Part of a data file
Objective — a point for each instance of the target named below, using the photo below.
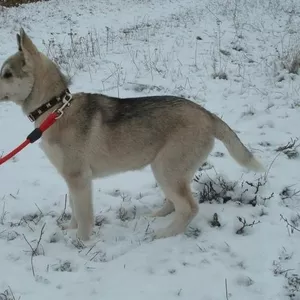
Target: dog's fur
(100, 135)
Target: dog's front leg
(80, 190)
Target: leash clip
(66, 102)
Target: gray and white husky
(99, 135)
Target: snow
(135, 48)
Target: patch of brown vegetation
(11, 3)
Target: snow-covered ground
(149, 47)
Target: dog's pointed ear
(26, 45)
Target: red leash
(33, 136)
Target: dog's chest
(54, 153)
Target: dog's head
(17, 72)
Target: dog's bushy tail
(235, 147)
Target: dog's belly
(102, 166)
(53, 153)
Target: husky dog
(99, 135)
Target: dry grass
(11, 3)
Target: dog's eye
(7, 75)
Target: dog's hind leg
(174, 168)
(167, 208)
(80, 189)
(73, 222)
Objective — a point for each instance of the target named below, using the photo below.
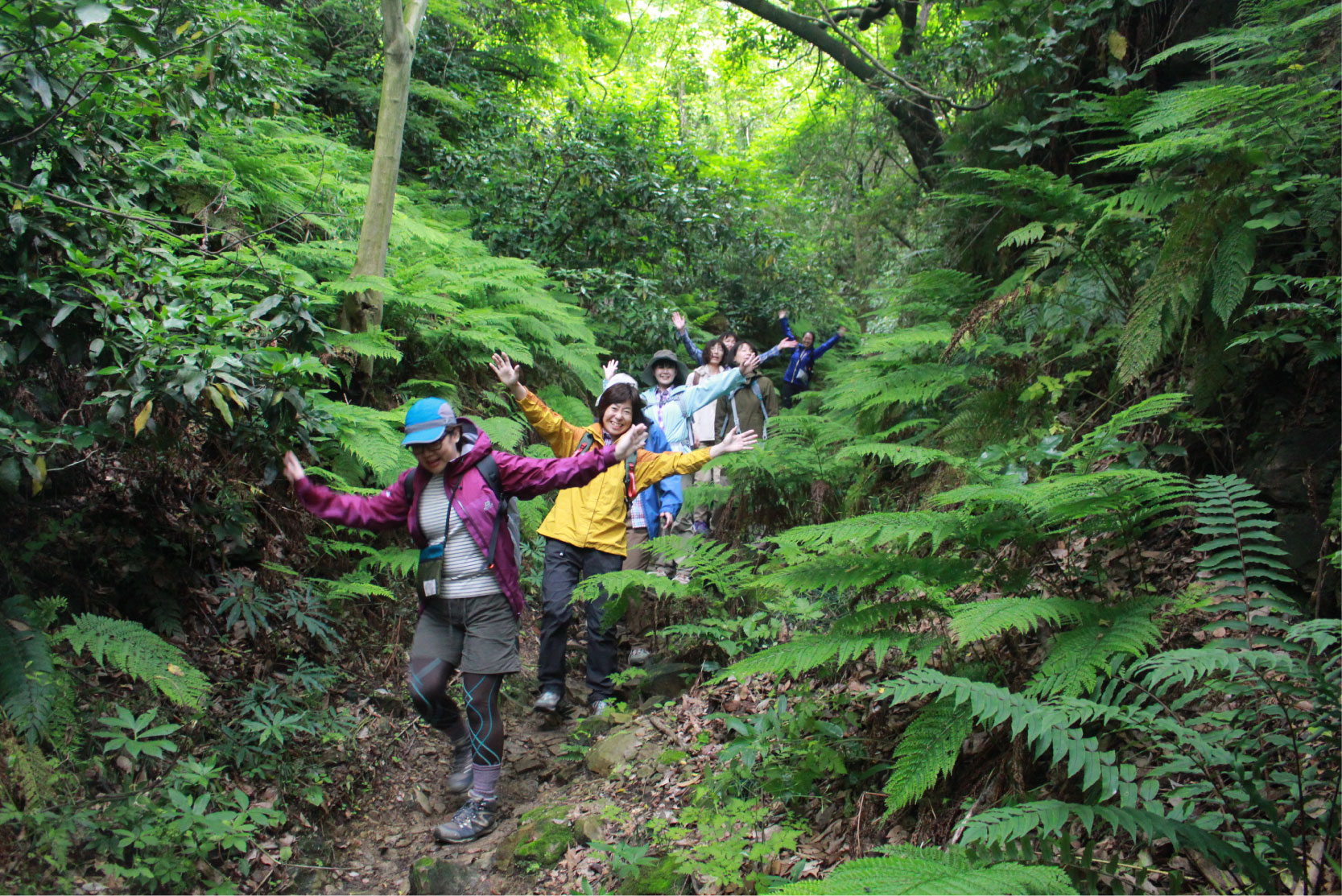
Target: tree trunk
(362, 312)
(917, 124)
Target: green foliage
(923, 869)
(27, 675)
(138, 652)
(927, 750)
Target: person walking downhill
(729, 344)
(585, 530)
(803, 361)
(651, 514)
(705, 424)
(454, 502)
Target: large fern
(923, 869)
(27, 674)
(138, 652)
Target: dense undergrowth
(1011, 573)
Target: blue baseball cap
(427, 420)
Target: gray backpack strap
(764, 412)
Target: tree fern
(995, 616)
(925, 869)
(927, 750)
(1046, 726)
(1243, 553)
(138, 652)
(1048, 817)
(27, 675)
(1078, 658)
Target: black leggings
(485, 726)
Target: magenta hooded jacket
(475, 503)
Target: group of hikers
(619, 483)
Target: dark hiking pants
(565, 566)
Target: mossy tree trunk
(362, 312)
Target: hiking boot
(471, 821)
(462, 775)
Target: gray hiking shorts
(475, 634)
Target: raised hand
(734, 442)
(631, 442)
(749, 364)
(507, 374)
(293, 469)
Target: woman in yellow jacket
(584, 531)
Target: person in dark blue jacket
(803, 361)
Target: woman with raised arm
(803, 361)
(455, 505)
(585, 530)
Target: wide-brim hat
(682, 374)
(615, 382)
(427, 422)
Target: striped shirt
(465, 573)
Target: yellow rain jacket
(593, 515)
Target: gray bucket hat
(682, 374)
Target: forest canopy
(1035, 589)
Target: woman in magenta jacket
(469, 585)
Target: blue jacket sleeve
(692, 348)
(824, 346)
(664, 497)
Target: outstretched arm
(376, 513)
(531, 477)
(828, 344)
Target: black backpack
(490, 471)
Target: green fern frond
(372, 344)
(27, 674)
(1245, 551)
(1047, 726)
(1046, 819)
(1193, 664)
(988, 618)
(898, 455)
(1231, 266)
(927, 750)
(808, 652)
(875, 530)
(505, 434)
(370, 435)
(1094, 444)
(138, 652)
(929, 871)
(1076, 658)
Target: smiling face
(664, 374)
(436, 455)
(617, 418)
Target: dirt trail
(374, 851)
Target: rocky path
(565, 782)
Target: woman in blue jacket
(803, 361)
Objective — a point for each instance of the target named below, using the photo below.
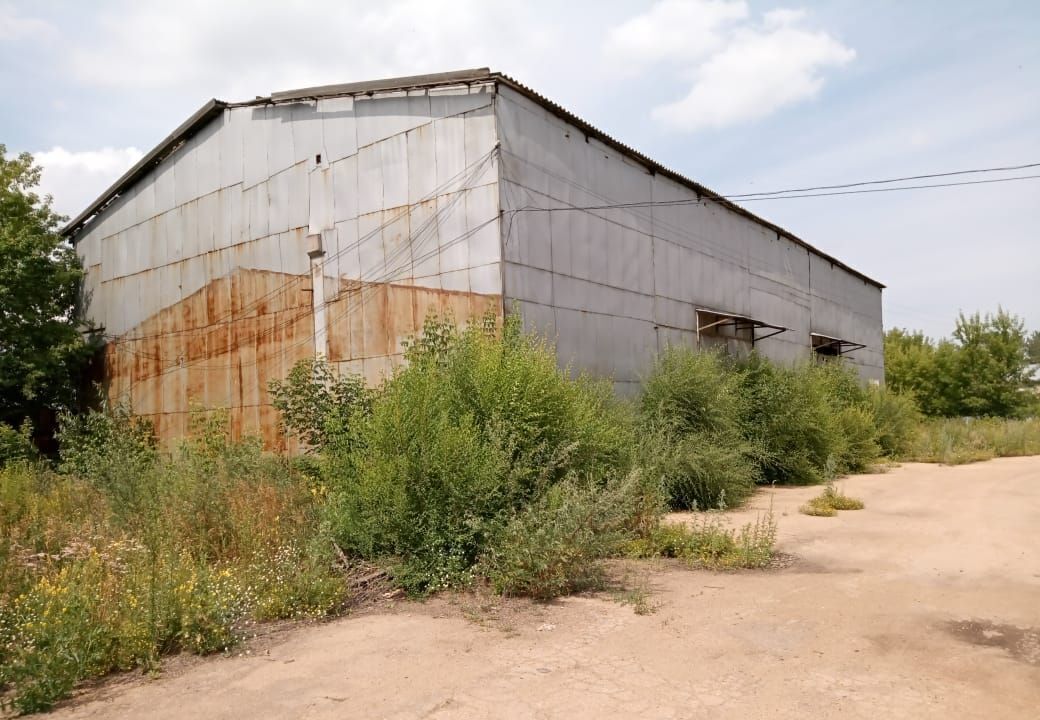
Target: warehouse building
(333, 220)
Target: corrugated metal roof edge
(153, 157)
(213, 107)
(655, 166)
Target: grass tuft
(829, 503)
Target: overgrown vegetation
(713, 427)
(954, 441)
(707, 542)
(125, 554)
(983, 370)
(477, 461)
(477, 440)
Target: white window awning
(825, 344)
(717, 318)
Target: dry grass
(829, 503)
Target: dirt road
(925, 605)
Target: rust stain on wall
(222, 346)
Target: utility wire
(892, 189)
(883, 182)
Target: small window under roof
(825, 345)
(727, 326)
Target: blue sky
(741, 96)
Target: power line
(705, 199)
(893, 189)
(883, 182)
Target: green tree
(916, 364)
(42, 350)
(982, 370)
(991, 367)
(1033, 348)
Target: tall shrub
(476, 426)
(789, 414)
(692, 409)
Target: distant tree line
(985, 369)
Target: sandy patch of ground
(925, 605)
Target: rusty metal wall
(202, 274)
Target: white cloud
(243, 48)
(674, 30)
(74, 179)
(739, 71)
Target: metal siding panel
(369, 180)
(192, 276)
(370, 246)
(396, 249)
(393, 154)
(278, 198)
(280, 152)
(208, 157)
(451, 230)
(455, 100)
(421, 163)
(485, 238)
(299, 196)
(344, 183)
(164, 188)
(559, 230)
(339, 127)
(349, 256)
(145, 200)
(387, 114)
(185, 174)
(231, 216)
(209, 209)
(293, 253)
(481, 136)
(256, 210)
(188, 228)
(255, 140)
(173, 234)
(320, 216)
(449, 138)
(424, 239)
(527, 284)
(307, 135)
(486, 279)
(231, 139)
(455, 281)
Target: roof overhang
(214, 107)
(174, 140)
(738, 323)
(838, 345)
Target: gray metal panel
(278, 199)
(308, 140)
(393, 153)
(449, 136)
(185, 174)
(280, 151)
(369, 180)
(339, 127)
(207, 150)
(421, 162)
(255, 139)
(232, 138)
(344, 184)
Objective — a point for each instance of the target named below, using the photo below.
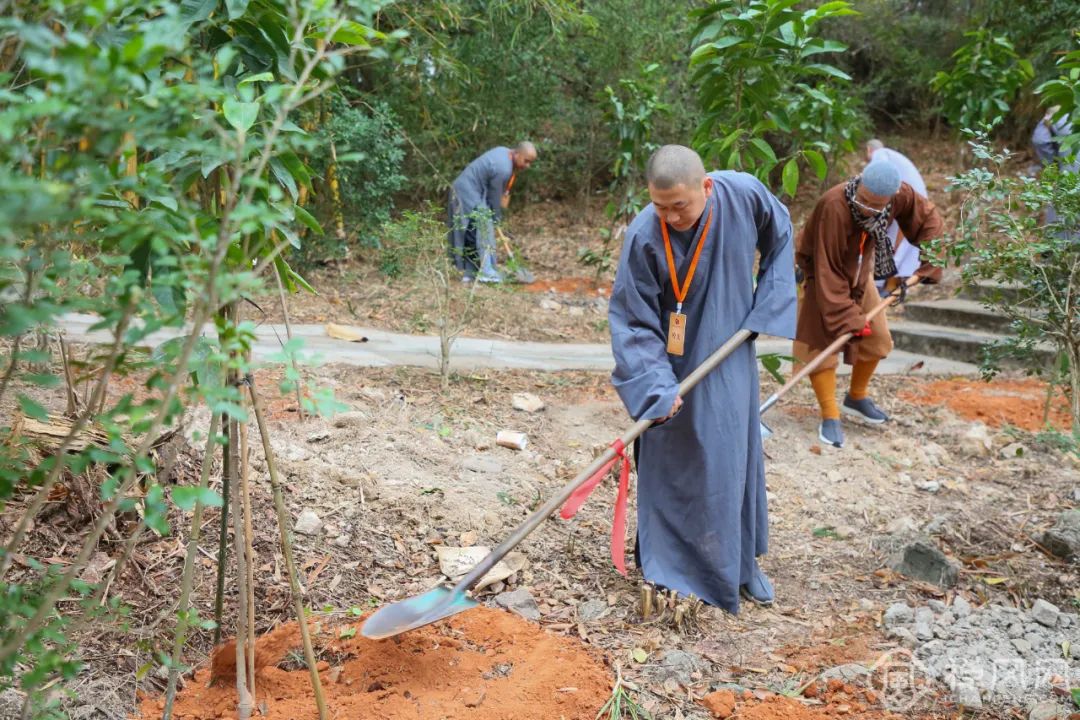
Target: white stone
(526, 402)
(308, 522)
(352, 419)
(968, 696)
(976, 440)
(1044, 613)
(1013, 450)
(512, 439)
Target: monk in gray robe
(701, 507)
(477, 198)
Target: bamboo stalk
(288, 334)
(187, 579)
(250, 548)
(240, 552)
(223, 539)
(286, 545)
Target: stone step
(949, 342)
(988, 290)
(956, 312)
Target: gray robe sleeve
(773, 311)
(1042, 143)
(496, 185)
(643, 374)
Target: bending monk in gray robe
(701, 506)
(477, 198)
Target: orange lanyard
(680, 290)
(513, 175)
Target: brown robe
(838, 290)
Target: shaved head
(523, 154)
(673, 165)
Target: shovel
(828, 352)
(521, 273)
(444, 601)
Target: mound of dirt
(481, 665)
(570, 286)
(1017, 403)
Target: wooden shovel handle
(557, 500)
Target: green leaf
(308, 219)
(32, 409)
(791, 177)
(237, 8)
(827, 69)
(766, 150)
(284, 177)
(186, 497)
(817, 162)
(260, 77)
(241, 116)
(296, 168)
(197, 11)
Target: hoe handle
(556, 501)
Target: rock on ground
(1063, 540)
(308, 522)
(996, 655)
(923, 561)
(520, 601)
(526, 403)
(678, 665)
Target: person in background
(905, 255)
(842, 249)
(477, 198)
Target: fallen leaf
(345, 333)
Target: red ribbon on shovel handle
(575, 502)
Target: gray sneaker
(829, 432)
(863, 409)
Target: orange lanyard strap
(680, 290)
(513, 175)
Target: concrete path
(386, 349)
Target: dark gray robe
(701, 505)
(480, 185)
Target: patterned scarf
(876, 227)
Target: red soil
(570, 286)
(481, 665)
(1017, 403)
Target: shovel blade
(415, 612)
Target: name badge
(676, 333)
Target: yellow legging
(824, 386)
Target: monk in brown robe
(842, 249)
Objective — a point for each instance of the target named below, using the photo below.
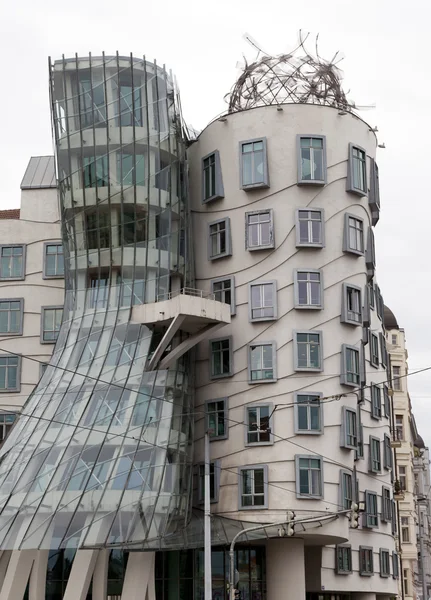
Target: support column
(285, 569)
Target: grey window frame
(271, 244)
(265, 486)
(272, 283)
(45, 246)
(219, 190)
(255, 405)
(265, 182)
(273, 345)
(225, 401)
(318, 369)
(302, 181)
(42, 318)
(296, 406)
(24, 256)
(350, 171)
(21, 316)
(230, 278)
(297, 470)
(309, 244)
(296, 289)
(344, 305)
(230, 372)
(343, 374)
(228, 251)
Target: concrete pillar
(285, 569)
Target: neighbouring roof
(40, 173)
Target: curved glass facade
(103, 454)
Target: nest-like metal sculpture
(297, 77)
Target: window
(51, 323)
(308, 289)
(12, 262)
(349, 431)
(219, 239)
(221, 357)
(350, 366)
(353, 235)
(308, 350)
(253, 486)
(309, 479)
(309, 228)
(254, 166)
(223, 289)
(53, 260)
(9, 373)
(262, 365)
(259, 426)
(214, 482)
(357, 171)
(374, 350)
(262, 301)
(366, 566)
(351, 308)
(308, 413)
(216, 411)
(212, 182)
(376, 401)
(343, 559)
(311, 159)
(375, 457)
(259, 230)
(6, 422)
(11, 316)
(386, 504)
(405, 530)
(384, 563)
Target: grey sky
(386, 49)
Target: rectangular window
(219, 239)
(254, 166)
(263, 301)
(308, 289)
(309, 480)
(350, 366)
(366, 565)
(258, 424)
(343, 559)
(51, 323)
(309, 228)
(253, 485)
(259, 233)
(262, 362)
(53, 260)
(308, 350)
(12, 262)
(11, 316)
(216, 411)
(353, 235)
(212, 182)
(357, 171)
(221, 357)
(375, 455)
(308, 409)
(223, 289)
(311, 159)
(9, 373)
(351, 309)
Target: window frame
(219, 189)
(258, 185)
(301, 181)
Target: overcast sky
(386, 48)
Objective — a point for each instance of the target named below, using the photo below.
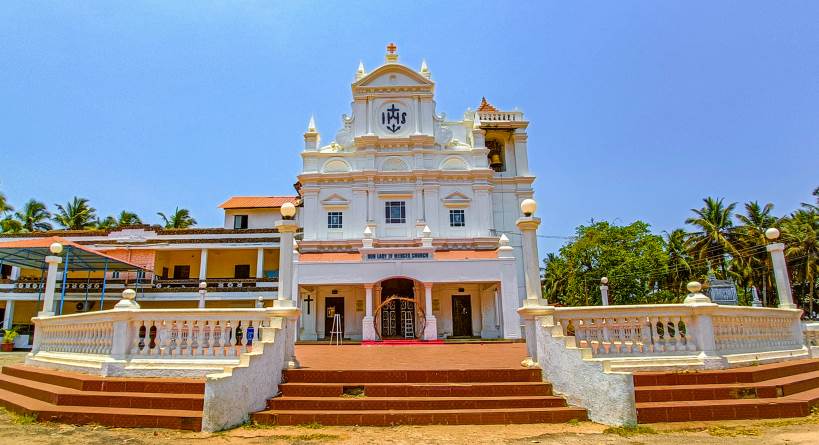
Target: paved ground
(445, 356)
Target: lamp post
(604, 290)
(203, 292)
(783, 285)
(535, 307)
(53, 261)
(284, 306)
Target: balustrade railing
(152, 333)
(679, 329)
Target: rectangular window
(457, 218)
(181, 272)
(241, 271)
(334, 220)
(240, 221)
(396, 212)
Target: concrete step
(412, 376)
(60, 395)
(108, 416)
(421, 417)
(410, 403)
(780, 387)
(85, 382)
(748, 374)
(480, 389)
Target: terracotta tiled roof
(486, 106)
(257, 202)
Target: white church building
(409, 217)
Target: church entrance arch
(398, 315)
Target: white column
(8, 317)
(521, 155)
(783, 285)
(51, 284)
(367, 328)
(431, 323)
(203, 265)
(260, 262)
(528, 228)
(287, 228)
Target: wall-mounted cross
(308, 300)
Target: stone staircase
(416, 397)
(74, 398)
(785, 389)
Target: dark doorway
(181, 272)
(398, 316)
(333, 306)
(461, 316)
(241, 271)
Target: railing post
(702, 310)
(122, 339)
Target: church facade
(409, 217)
(407, 230)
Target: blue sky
(638, 110)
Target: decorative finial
(425, 69)
(392, 57)
(360, 72)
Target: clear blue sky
(638, 110)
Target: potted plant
(8, 339)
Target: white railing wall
(195, 340)
(679, 329)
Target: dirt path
(21, 430)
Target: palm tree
(33, 217)
(179, 219)
(679, 266)
(714, 239)
(800, 232)
(754, 266)
(5, 207)
(127, 218)
(76, 215)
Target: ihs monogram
(392, 118)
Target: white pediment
(391, 75)
(335, 201)
(456, 199)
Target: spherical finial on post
(772, 233)
(129, 294)
(528, 206)
(288, 210)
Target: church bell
(494, 160)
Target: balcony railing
(95, 285)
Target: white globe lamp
(528, 207)
(288, 210)
(772, 233)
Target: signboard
(723, 292)
(397, 256)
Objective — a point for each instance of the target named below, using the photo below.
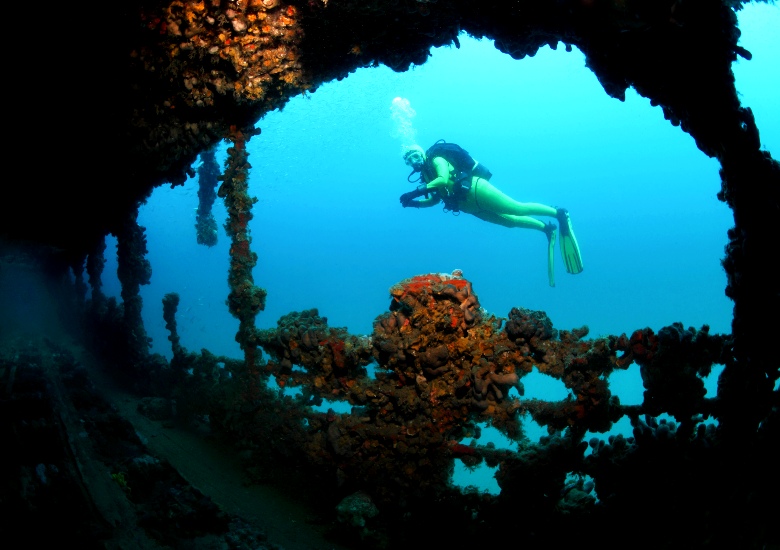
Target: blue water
(330, 233)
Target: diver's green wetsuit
(488, 203)
(485, 201)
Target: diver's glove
(407, 199)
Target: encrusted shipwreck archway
(191, 74)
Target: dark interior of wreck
(134, 93)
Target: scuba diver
(449, 175)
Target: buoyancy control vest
(465, 168)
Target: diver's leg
(489, 197)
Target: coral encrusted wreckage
(152, 86)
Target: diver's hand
(407, 199)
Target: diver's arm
(433, 200)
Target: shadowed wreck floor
(126, 481)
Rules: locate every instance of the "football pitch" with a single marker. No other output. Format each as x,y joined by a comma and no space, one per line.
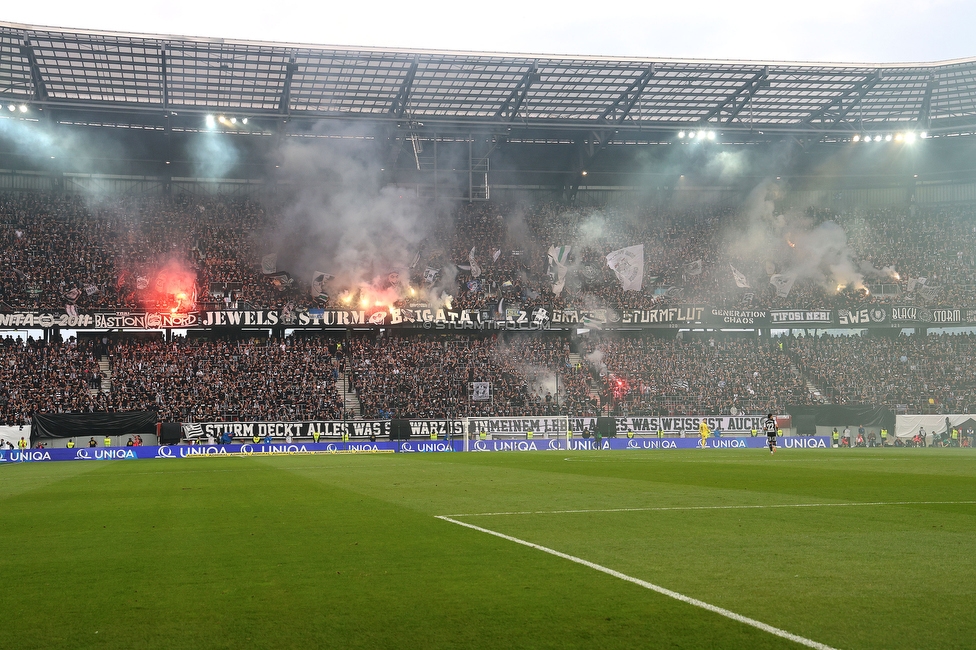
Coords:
843,549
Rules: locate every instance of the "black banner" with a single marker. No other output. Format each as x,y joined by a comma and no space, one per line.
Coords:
532,319
71,425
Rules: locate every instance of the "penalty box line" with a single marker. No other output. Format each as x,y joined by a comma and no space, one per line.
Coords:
730,507
653,587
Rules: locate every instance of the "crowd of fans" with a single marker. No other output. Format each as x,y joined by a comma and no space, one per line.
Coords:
200,381
53,378
63,249
65,252
911,374
423,376
414,377
654,376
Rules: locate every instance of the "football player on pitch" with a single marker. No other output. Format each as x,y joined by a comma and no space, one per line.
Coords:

Task requirements:
Pull out every line of the records above that contains the word "magenta".

Answer:
Target: magenta hooded jacket
Target: woman in magenta jacket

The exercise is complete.